───── Datos extraídos

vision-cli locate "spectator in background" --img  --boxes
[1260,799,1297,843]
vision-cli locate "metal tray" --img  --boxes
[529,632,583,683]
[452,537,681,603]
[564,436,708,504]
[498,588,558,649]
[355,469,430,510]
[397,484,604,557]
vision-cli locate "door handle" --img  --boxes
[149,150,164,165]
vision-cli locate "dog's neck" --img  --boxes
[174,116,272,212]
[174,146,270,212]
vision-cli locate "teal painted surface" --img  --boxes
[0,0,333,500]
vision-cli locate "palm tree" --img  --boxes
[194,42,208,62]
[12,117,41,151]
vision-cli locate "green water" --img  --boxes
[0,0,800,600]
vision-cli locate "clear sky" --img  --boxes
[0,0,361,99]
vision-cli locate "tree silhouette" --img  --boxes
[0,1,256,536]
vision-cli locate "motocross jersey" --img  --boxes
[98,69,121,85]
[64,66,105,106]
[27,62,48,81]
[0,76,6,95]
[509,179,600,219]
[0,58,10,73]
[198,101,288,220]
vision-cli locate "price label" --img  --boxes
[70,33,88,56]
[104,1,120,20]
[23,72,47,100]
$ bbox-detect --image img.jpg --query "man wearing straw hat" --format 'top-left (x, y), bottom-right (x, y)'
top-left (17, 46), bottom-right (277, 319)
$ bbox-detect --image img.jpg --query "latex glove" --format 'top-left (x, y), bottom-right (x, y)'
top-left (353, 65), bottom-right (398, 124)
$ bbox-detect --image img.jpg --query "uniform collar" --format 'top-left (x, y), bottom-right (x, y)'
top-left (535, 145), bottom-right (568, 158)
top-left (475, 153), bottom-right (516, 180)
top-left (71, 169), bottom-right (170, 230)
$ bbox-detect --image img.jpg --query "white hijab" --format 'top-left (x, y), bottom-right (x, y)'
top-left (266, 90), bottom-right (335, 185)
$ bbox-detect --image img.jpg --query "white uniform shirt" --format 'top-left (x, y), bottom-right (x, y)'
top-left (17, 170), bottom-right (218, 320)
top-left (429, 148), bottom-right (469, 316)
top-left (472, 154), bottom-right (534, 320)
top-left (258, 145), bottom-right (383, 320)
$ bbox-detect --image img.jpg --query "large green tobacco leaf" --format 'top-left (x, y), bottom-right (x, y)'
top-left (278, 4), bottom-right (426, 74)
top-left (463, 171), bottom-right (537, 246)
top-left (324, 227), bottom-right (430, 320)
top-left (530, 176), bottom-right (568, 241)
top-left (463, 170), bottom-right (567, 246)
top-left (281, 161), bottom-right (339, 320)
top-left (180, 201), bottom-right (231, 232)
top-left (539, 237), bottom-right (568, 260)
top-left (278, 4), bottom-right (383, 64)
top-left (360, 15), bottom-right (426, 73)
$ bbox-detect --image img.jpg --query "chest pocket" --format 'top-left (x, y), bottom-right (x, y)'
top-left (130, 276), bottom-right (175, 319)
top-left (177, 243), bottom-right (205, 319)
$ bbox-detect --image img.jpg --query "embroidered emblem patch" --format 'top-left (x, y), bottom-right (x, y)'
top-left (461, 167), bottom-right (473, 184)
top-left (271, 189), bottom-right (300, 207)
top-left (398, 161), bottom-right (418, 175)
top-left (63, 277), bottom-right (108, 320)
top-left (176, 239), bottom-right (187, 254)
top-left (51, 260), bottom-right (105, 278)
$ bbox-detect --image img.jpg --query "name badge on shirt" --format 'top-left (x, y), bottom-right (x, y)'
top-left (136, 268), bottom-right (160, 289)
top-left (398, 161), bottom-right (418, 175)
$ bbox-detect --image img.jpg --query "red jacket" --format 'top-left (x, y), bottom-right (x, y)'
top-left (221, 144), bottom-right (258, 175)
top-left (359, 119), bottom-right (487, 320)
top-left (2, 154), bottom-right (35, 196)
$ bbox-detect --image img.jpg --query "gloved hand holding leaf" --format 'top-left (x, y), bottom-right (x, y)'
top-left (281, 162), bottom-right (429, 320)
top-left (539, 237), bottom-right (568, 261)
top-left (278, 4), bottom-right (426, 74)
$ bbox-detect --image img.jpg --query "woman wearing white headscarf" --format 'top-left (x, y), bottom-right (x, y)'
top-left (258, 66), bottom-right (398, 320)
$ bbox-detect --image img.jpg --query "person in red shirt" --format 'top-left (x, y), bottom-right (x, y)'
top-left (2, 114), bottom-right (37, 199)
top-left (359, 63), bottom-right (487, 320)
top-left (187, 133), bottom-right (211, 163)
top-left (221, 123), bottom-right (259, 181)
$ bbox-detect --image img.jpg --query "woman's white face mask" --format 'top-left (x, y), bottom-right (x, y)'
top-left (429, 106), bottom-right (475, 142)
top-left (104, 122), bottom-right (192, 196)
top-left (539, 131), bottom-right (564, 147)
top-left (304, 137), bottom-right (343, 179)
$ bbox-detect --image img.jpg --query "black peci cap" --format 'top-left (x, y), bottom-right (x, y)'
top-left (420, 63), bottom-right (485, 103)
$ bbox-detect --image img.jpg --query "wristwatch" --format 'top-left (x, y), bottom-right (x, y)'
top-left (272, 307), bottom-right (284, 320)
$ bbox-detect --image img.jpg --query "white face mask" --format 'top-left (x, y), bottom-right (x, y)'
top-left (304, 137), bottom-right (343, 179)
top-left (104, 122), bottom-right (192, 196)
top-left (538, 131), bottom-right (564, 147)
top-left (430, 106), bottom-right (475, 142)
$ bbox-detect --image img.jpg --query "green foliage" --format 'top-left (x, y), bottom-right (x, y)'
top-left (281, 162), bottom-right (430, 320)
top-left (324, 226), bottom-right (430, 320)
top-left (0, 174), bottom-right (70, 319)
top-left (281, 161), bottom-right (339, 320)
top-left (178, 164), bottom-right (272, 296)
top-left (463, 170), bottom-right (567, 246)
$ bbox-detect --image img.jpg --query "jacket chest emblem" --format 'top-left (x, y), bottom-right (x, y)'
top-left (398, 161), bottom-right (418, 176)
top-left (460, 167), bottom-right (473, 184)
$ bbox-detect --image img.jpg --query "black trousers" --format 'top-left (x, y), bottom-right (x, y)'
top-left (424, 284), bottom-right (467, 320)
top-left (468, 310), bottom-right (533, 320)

──────────

Objetivo del ejercicio.
Transcriba literalmente la totalidad de los datos anteriores, sin omitir ni modificar nada.

Respuesta del ejercicio.
vision-cli locate "spectator in background" --img  --boxes
[1260,799,1297,843]
vision-cli locate "metal tray" --img  --boxes
[529,632,583,683]
[452,537,681,603]
[564,436,708,504]
[498,588,558,649]
[355,469,430,510]
[397,484,604,557]
vision-cli locate "door handle" --img  --boxes
[149,150,164,165]
vision-cli locate "dog's neck" --img  --boxes
[174,116,272,212]
[174,146,270,212]
vision-cli locate "teal painted surface" --img  --boxes
[0,0,333,500]
vision-cli locate "palm tree" --img  --boxes
[194,42,208,62]
[12,117,41,151]
vision-cli locate "green water" --img  --boxes
[0,0,800,600]
vision-cli locate "clear sky" --img  --boxes
[0,0,361,99]
vision-cli locate "tree silhouette" --img  --boxes
[0,1,256,536]
vision-cli locate "motocross jersey" --img  --boxes
[98,69,121,85]
[64,66,105,106]
[27,62,48,81]
[0,76,6,95]
[509,179,600,219]
[0,58,10,73]
[198,101,288,220]
vision-cli locate "price label" --img  --boxes
[70,33,88,56]
[104,1,120,20]
[23,72,47,100]
$ bbox-detect --image img.jpg --query "man wearing straw hat" --format 'top-left (x, y), bottom-right (x, y)'
top-left (17, 46), bottom-right (277, 319)
$ bbox-detect --image img.jpg --query "latex glove" --format 'top-left (x, y), bottom-right (x, y)'
top-left (353, 65), bottom-right (398, 124)
$ bbox-detect --image img.jpg --query "uniform collar" --format 'top-left (x, y), bottom-right (x, y)'
top-left (535, 145), bottom-right (568, 158)
top-left (475, 153), bottom-right (516, 180)
top-left (71, 169), bottom-right (170, 230)
$ bbox-detect --image img.jpg --query "white hijab" --format 'top-left (x, y), bottom-right (x, y)'
top-left (266, 90), bottom-right (335, 185)
$ bbox-detect --image img.jpg --query "white uniform shirt" --format 'top-left (x, y), bottom-right (x, y)'
top-left (17, 170), bottom-right (218, 320)
top-left (429, 148), bottom-right (469, 316)
top-left (472, 154), bottom-right (534, 320)
top-left (258, 145), bottom-right (383, 320)
$ bbox-detect --image img.jpg --query "large green tobacco leaf" --format 'top-left (x, y), bottom-right (x, y)'
top-left (278, 4), bottom-right (426, 74)
top-left (463, 171), bottom-right (537, 246)
top-left (324, 227), bottom-right (430, 320)
top-left (530, 176), bottom-right (568, 241)
top-left (463, 170), bottom-right (567, 246)
top-left (281, 161), bottom-right (339, 320)
top-left (180, 201), bottom-right (231, 232)
top-left (539, 237), bottom-right (568, 260)
top-left (278, 4), bottom-right (383, 64)
top-left (360, 15), bottom-right (426, 73)
$ bbox-detect --image img.jpg --query "chest pocket" --format 'top-left (x, y), bottom-right (x, y)'
top-left (130, 276), bottom-right (175, 319)
top-left (177, 243), bottom-right (205, 319)
$ bbox-detect --image img.jpg --query "embroidered emblem patch" --format 'top-left (x, y), bottom-right (x, y)'
top-left (461, 167), bottom-right (473, 184)
top-left (271, 189), bottom-right (300, 207)
top-left (398, 161), bottom-right (418, 175)
top-left (63, 277), bottom-right (108, 320)
top-left (176, 239), bottom-right (187, 254)
top-left (51, 260), bottom-right (105, 278)
$ bbox-detect --image img.jpg --query "name badge on shirt" --format 'top-left (x, y), bottom-right (x, y)'
top-left (136, 268), bottom-right (160, 289)
top-left (398, 161), bottom-right (418, 175)
$ bbox-detect --image img.jpg --query "red jacket" --format 'top-left (x, y), bottom-right (x, y)'
top-left (221, 144), bottom-right (258, 175)
top-left (359, 119), bottom-right (487, 320)
top-left (2, 154), bottom-right (35, 196)
$ bbox-detect --image img.jpg --query "gloved hand holding leaf" --format 'top-left (x, y), bottom-right (x, y)'
top-left (281, 162), bottom-right (429, 320)
top-left (539, 237), bottom-right (568, 261)
top-left (278, 4), bottom-right (426, 74)
$ bbox-detect --image img.jpg --query "woman wearing white headscarf" --format 'top-left (x, y), bottom-right (x, y)'
top-left (258, 66), bottom-right (398, 320)
$ bbox-detect --image img.jpg --query "person in red shirt" --format 'top-left (x, y), bottom-right (x, y)'
top-left (2, 114), bottom-right (37, 199)
top-left (359, 63), bottom-right (487, 320)
top-left (187, 133), bottom-right (211, 163)
top-left (221, 123), bottom-right (259, 181)
$ bbox-detect --image img.jpg --query "woman's white face mask" --format 'top-left (x, y), bottom-right (x, y)'
top-left (429, 106), bottom-right (475, 142)
top-left (104, 122), bottom-right (192, 196)
top-left (539, 131), bottom-right (564, 147)
top-left (304, 137), bottom-right (343, 179)
$ bbox-detect --image img.jpg --query "black peci cap" --format 'top-left (x, y), bottom-right (x, y)'
top-left (420, 63), bottom-right (485, 103)
$ bbox-detect --image img.jpg --query "wristwatch" --format 'top-left (x, y), bottom-right (x, y)'
top-left (272, 307), bottom-right (284, 320)
$ bbox-detect --image img.jpg --query "white face mask" --format 'top-left (x, y), bottom-right (x, y)'
top-left (304, 137), bottom-right (343, 179)
top-left (104, 122), bottom-right (192, 196)
top-left (538, 131), bottom-right (564, 147)
top-left (430, 106), bottom-right (475, 142)
$ bbox-detect --image img.jpg --query "green foliage" --format 'top-left (x, y), bottom-right (x, y)'
top-left (281, 162), bottom-right (430, 320)
top-left (324, 226), bottom-right (430, 320)
top-left (0, 174), bottom-right (70, 319)
top-left (281, 161), bottom-right (339, 320)
top-left (178, 164), bottom-right (272, 296)
top-left (463, 170), bottom-right (567, 246)
$ bbox-detect --image img.jpg --query "jacket chest emblem" --format 'top-left (x, y), bottom-right (x, y)'
top-left (398, 161), bottom-right (418, 176)
top-left (460, 167), bottom-right (473, 184)
$ bbox-detect --image img.jpg --query "black trousers" --format 'top-left (x, y), bottom-right (x, y)'
top-left (424, 284), bottom-right (467, 320)
top-left (468, 310), bottom-right (533, 320)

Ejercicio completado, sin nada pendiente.